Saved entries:
=====

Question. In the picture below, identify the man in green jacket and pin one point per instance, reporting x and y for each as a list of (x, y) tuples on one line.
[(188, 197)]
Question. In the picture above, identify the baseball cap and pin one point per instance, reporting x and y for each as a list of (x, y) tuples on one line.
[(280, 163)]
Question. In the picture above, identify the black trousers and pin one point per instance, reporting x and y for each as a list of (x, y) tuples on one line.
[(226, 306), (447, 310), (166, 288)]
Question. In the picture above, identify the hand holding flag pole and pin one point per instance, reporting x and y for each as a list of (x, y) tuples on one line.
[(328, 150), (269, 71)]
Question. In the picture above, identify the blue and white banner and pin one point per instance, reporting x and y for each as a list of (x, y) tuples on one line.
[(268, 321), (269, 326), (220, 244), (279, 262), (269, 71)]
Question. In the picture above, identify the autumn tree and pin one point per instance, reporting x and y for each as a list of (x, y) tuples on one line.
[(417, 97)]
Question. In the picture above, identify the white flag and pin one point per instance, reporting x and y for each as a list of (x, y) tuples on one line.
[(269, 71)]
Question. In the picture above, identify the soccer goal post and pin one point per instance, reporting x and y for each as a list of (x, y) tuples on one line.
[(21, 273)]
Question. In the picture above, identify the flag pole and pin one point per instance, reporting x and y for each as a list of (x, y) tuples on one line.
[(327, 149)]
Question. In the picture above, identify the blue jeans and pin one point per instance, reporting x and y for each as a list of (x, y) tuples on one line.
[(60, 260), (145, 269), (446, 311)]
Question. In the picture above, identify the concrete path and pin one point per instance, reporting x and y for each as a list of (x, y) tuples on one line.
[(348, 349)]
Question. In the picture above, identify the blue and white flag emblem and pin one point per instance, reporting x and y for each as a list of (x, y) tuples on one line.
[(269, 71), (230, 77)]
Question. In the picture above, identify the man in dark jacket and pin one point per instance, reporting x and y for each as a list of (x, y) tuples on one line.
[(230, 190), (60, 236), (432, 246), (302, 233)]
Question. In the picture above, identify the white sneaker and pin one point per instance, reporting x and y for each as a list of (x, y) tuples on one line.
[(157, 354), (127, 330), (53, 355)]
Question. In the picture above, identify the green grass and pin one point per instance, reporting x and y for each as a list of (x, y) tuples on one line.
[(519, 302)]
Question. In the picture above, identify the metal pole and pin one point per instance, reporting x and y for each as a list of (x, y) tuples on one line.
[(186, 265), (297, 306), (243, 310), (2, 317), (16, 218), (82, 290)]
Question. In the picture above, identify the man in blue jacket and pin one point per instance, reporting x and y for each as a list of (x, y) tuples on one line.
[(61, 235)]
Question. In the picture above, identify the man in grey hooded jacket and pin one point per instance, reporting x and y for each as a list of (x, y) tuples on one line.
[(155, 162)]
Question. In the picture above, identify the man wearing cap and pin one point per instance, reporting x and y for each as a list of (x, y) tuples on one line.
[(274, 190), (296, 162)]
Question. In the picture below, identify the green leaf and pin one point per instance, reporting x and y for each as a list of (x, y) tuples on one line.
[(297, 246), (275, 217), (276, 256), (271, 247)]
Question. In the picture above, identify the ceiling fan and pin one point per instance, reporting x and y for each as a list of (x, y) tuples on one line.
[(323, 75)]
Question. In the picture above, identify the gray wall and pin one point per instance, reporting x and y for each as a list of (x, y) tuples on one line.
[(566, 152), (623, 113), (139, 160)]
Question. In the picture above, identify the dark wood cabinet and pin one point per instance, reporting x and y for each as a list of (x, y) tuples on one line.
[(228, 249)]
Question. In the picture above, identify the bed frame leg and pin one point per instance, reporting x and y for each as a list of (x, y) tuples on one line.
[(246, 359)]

=====

WORK ORDER:
Write out every entry once more, precisely as it stands.

ANSWER TO THIS TASK:
Question. In the picture below, identify the man in green jacket and pin one point per instance, reporting x and y for each as a list of (x, y) tuples on one line.
[(188, 197)]
Question. In the picture above, identify the baseball cap and pin one point per instance, reporting x and y for each as a list of (x, y) tuples on one line.
[(280, 163)]
Question. In the picture above, identify the black trousers and pin one point per instance, reporting x and y for each as a list of (x, y) tuples on one line.
[(226, 306), (447, 310), (166, 288)]
Question. In the picture above, identify the hand holding flag pole and pin one point per instance, reporting x and y for each as a list of (x, y) tuples on one line.
[(328, 150), (269, 71)]
Question. In the picture above, identify the blue and white banner and pin one point per instance, reporting x and y for each as a list of (x, y) tuples on one line.
[(268, 321), (269, 326), (220, 244), (279, 262), (269, 71)]
Question. In the picture above, identify the autumn tree and pin one point per instance, reporting x and y for each as a list of (x, y) tuples on one line.
[(417, 97)]
Question. In the picture above, identify the white flag and pin one point per instance, reporting x and y for each as a list of (x, y) tuples on one line.
[(269, 71)]
Question. In the picture above, identify the soccer goal post and pin one point per instance, reporting x and y for each as a list of (x, y) tuples on one line.
[(21, 273)]
Question. In the picture above, identify the flag pole and pin one point per instance, reporting x and y for each as a list of (x, y) tuples on one line.
[(327, 149)]
Question. In the picture above, identify the blue jeans and pin one point per instance, reporting x and y for each as a list of (x, y) tuples on one line.
[(60, 260), (145, 269), (446, 311)]
Question. In the picture above, identify the concrete path and pin one point per instance, reporting x and y for each as a list of (x, y) tuples on one line.
[(348, 349)]
Question. In the picture above, identify the blue and white flag emblem and pin one point per instance, reporting x and y for each as a list of (x, y) tuples on one line.
[(269, 71), (230, 77)]
Question. In the picture above, identify the man in dark jacket and pin one point per instance, reporting x and y for each as a list of (x, y) tuples on one line.
[(230, 190), (60, 236), (432, 246), (302, 233)]
Question. In the picture above, identify the white sneaker and pin one point per instance, reporting x and y for each as a list of (x, y) tuples on one line.
[(157, 354), (127, 330), (53, 355)]
Question. In the picture above, identify the green grass and pin one point per instance, reporting x and y for each as a list of (x, y) tuples on one line.
[(519, 302)]
Question. In the picture above, identify the metal pole and pin one point per instance, reporting x and y for each as a list of (x, y) tuples on one line.
[(186, 265), (297, 306), (243, 310), (2, 317), (16, 218), (82, 290)]
Question. In the picture above, identify the man in blue jacket and pin one point per instance, reporting x and y for each as a list of (x, y) tuples on one line.
[(61, 235)]
Question. In the picture above, identify the man in grey hooded jacket and pin one point per instance, reporting x and y for each as a list of (x, y) tuples on one line.
[(155, 162)]
Question. In the picture above, identify the man wearing cap and pin one point per instance, reporting x and y for each as a list of (x, y) tuples on one line.
[(274, 190), (296, 162)]
Question. In the picture below, identify the green leaf and pin one point per instance, reporting x and y for each as a list of (x, y) tuples on one line.
[(297, 246), (275, 217), (276, 256), (271, 247)]
Question. In the picture above, identify the ceiling fan and pin one point per instance, reporting x and y for each as a list of (x, y) tuples on one line.
[(323, 75)]
Question. In the picture above, identify the gray wall and pin one point per instance, reporting x and y for each as a list of (x, y) tuples on one line.
[(566, 152), (623, 113), (139, 160)]
Question. In the picture above, identify the dark wood cabinet and pin one point per instance, reporting x and y for each as a list of (x, y) tuples on one line.
[(228, 249)]
Question. In the picture above, identify the bed frame leg and pin one point per instance, reporting x and y for each as a list of (x, y) tuples on one line.
[(246, 359)]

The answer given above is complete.